What needs to be done -
Rewrite the material below, swapping every occurrence of "rocky outcrop" for "exposed rock" and leaving all other text as it is.

Data provided -
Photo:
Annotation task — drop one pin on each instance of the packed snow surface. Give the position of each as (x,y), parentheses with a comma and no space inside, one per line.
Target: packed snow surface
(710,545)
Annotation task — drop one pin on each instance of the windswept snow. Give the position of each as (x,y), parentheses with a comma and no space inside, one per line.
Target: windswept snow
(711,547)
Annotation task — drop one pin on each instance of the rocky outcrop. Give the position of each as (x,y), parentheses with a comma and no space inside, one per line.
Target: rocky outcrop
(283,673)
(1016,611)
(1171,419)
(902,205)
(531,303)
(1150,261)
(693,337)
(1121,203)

Solution to the exercise -
Photo:
Annotation task — drop one pin on each instance of the packed snow surface. Give the position of each as (x,y), parentheses with a comma and no space inside, one per line.
Target: packed snow surface
(710,545)
Annotation task — drop one pin on each instance of the windswept snow. Give the position of each as (x,y), parentheses with a comma and no space inside, one per line.
Target: windswept snow
(711,547)
Annotation task — drop one pin on each instance of the exposed rock. Give the position of each as (x,y), parentheses with a comma and no space inside, one per line.
Target: exposed rock
(283,673)
(1016,611)
(1171,419)
(902,205)
(531,303)
(1150,261)
(693,337)
(1121,203)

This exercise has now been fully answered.